■ What the task requires
Reproduce every line of the material below verbatim, without any changes.

■ Lines of data
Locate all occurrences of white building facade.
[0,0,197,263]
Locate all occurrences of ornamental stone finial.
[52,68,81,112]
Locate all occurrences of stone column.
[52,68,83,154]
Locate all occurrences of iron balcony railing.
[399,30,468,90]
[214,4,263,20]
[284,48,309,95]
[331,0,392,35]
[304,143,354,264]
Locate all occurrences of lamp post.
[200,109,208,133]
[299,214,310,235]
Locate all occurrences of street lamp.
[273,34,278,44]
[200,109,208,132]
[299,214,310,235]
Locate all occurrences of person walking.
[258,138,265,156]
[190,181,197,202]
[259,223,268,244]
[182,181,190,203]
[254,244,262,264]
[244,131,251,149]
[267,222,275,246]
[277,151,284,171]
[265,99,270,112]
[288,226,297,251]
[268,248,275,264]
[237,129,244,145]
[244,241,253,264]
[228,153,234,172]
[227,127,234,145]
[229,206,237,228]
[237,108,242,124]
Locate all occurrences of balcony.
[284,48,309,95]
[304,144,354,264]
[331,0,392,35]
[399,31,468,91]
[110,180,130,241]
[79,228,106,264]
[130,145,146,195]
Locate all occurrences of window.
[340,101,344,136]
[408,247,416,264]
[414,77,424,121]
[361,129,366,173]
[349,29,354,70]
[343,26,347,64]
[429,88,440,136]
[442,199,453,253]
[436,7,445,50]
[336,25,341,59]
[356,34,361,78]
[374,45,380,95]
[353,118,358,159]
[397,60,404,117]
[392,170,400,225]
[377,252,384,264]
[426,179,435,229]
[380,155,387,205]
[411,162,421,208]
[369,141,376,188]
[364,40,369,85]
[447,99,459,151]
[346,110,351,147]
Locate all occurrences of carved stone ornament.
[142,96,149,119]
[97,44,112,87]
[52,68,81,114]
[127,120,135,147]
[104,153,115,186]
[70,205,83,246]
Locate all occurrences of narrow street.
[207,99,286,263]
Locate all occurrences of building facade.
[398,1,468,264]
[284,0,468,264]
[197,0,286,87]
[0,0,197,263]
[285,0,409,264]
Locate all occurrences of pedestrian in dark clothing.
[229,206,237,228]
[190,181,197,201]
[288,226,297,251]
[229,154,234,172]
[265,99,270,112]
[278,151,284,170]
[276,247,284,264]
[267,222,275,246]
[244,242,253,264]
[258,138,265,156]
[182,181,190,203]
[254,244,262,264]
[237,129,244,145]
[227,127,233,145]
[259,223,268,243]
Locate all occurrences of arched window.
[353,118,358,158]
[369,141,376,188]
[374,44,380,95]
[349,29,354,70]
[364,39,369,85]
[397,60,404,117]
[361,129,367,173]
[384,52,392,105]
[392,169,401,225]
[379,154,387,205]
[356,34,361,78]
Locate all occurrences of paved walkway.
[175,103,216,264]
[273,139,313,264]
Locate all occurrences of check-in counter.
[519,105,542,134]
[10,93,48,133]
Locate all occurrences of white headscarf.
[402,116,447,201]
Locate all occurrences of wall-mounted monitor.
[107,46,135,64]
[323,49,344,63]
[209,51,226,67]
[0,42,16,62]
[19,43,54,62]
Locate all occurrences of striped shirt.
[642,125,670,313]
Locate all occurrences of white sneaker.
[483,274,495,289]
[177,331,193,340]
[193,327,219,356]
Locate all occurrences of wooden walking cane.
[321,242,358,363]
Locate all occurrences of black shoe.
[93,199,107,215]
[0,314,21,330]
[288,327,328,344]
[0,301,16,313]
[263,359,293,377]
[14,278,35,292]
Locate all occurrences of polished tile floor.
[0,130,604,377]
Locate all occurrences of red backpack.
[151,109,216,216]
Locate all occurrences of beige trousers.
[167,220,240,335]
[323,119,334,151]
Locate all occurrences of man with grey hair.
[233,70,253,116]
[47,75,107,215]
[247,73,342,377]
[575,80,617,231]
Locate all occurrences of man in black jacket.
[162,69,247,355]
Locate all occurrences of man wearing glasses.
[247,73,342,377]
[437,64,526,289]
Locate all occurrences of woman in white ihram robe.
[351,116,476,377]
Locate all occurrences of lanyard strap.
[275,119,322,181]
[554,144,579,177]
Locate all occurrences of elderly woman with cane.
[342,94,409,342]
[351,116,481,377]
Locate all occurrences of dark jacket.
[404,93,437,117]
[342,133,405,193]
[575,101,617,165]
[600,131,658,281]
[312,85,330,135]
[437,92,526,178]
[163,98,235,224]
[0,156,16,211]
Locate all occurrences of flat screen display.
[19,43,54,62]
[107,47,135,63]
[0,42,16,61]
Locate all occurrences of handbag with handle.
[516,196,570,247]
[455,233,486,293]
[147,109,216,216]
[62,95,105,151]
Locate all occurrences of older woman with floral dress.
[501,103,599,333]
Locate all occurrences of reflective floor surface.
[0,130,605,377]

■ Task result
Locate all occurrences of white building facade.
[0,0,197,263]
Locate all occurrences of ornamental stone finial.
[52,68,81,112]
Locate all occurrences of stone column.
[52,68,83,154]
Locate all occurrences of iron balcony railing.
[399,30,468,90]
[214,4,263,20]
[284,48,309,95]
[331,0,392,35]
[304,143,354,264]
Locate all occurrences of lamp post.
[200,109,208,133]
[299,214,310,235]
Locate all occurrences of street lamp.
[273,34,278,44]
[200,109,208,132]
[299,214,310,235]
Locate all occurrences of person walking.
[258,138,265,156]
[190,181,197,202]
[259,223,268,244]
[182,181,190,203]
[254,244,262,264]
[244,131,251,149]
[267,222,275,246]
[277,151,284,171]
[265,99,270,112]
[288,226,297,251]
[268,248,275,264]
[237,129,244,145]
[244,241,253,264]
[228,153,234,172]
[227,127,234,145]
[229,206,237,228]
[237,108,242,124]
Locate all occurrences of balcony.
[284,48,309,95]
[304,144,354,264]
[331,0,392,35]
[399,31,468,91]
[110,180,130,241]
[79,228,106,264]
[130,145,146,195]
Locate all occurrences of window.
[340,101,344,136]
[408,247,416,264]
[414,77,424,121]
[361,129,366,173]
[349,29,354,70]
[343,26,347,64]
[429,88,440,136]
[442,199,453,253]
[436,7,445,50]
[336,25,341,59]
[356,34,361,78]
[374,45,380,95]
[353,118,358,159]
[397,60,404,117]
[392,170,400,225]
[377,252,384,264]
[426,179,435,229]
[380,155,387,205]
[411,162,421,208]
[369,141,376,188]
[364,40,369,85]
[447,99,459,151]
[346,110,351,147]
Locate all occurrences of carved stone ornament.
[142,96,149,119]
[97,44,112,87]
[52,68,81,114]
[127,120,135,147]
[104,153,115,186]
[70,205,83,246]
Locate all occurrences of narrow street.
[207,99,286,263]
Locate all occurrences of building facade.
[398,1,468,264]
[284,0,468,264]
[197,0,286,87]
[0,0,197,263]
[285,0,409,264]
Locate all occurrences of pedestrian in dark clothing.
[229,206,237,228]
[190,181,197,201]
[288,226,297,251]
[229,154,234,172]
[265,99,270,112]
[278,151,284,170]
[276,247,284,264]
[267,222,275,246]
[244,242,253,264]
[258,138,265,156]
[182,181,190,203]
[254,244,262,264]
[237,129,244,145]
[227,127,233,145]
[259,223,268,243]
Locate all occurrences of arched window.
[353,118,358,158]
[369,141,376,188]
[374,44,380,95]
[349,29,354,70]
[364,39,369,85]
[397,60,404,117]
[361,129,367,173]
[384,52,392,105]
[392,169,401,225]
[379,154,387,205]
[356,34,361,78]
Locate all occurrences of paved walkway.
[175,103,216,264]
[273,139,313,264]
Locate all occurrences of check-in counter.
[519,105,542,134]
[10,93,48,133]
Locate all occurrences of white headscarf.
[402,116,447,201]
Locate all occurrences of wall-mounted monitor.
[107,46,135,64]
[323,49,344,63]
[209,51,226,67]
[0,42,16,62]
[19,43,54,62]
Locate all occurrences of striped shirt.
[642,125,670,313]
Locate all occurrences of white sneaker.
[483,274,495,289]
[177,331,193,340]
[193,327,219,356]
Locate all occurrences of wooden walking cane.
[321,242,358,363]
Locate all occurrences of black shoe.
[93,199,107,215]
[0,314,21,330]
[288,327,328,344]
[0,301,16,313]
[263,359,293,377]
[14,278,35,292]
Locate all occurrences of polished tile floor.
[0,130,604,377]
Locate all occurrences of red backpack.
[151,109,216,216]
Locate all occurrences of beige trousers.
[167,220,240,335]
[323,119,334,151]
Locate all occurrences of man with grey hair.
[233,70,253,116]
[47,75,107,215]
[247,73,342,377]
[575,80,617,231]
Locate all occurrences of man in black jacket.
[162,69,247,355]
Locate all occurrences of man wearing glasses.
[247,73,342,377]
[437,64,526,289]
Locate all occurrences of woman in white ihram robe.
[351,116,476,377]
Locate all occurrences of lanyard strap.
[275,119,322,181]
[554,144,579,177]
Locate all occurrences of elderly woman with cane.
[342,94,409,342]
[351,116,481,377]
Locate all occurrences of dark jacket.
[404,93,437,117]
[342,133,405,193]
[575,101,617,165]
[600,131,658,281]
[312,85,330,135]
[437,92,526,178]
[163,98,235,224]
[0,156,16,211]
Locate all occurrences of flat screen display.
[19,43,54,62]
[107,47,135,63]
[0,42,16,61]
Locate all occurrences of handbag with handle.
[516,196,570,247]
[455,233,486,293]
[147,109,216,216]
[62,95,105,151]
Locate all occurrences of older woman with floral dress.
[501,103,599,333]
Locate all occurrences of reflective floor surface.
[0,130,605,377]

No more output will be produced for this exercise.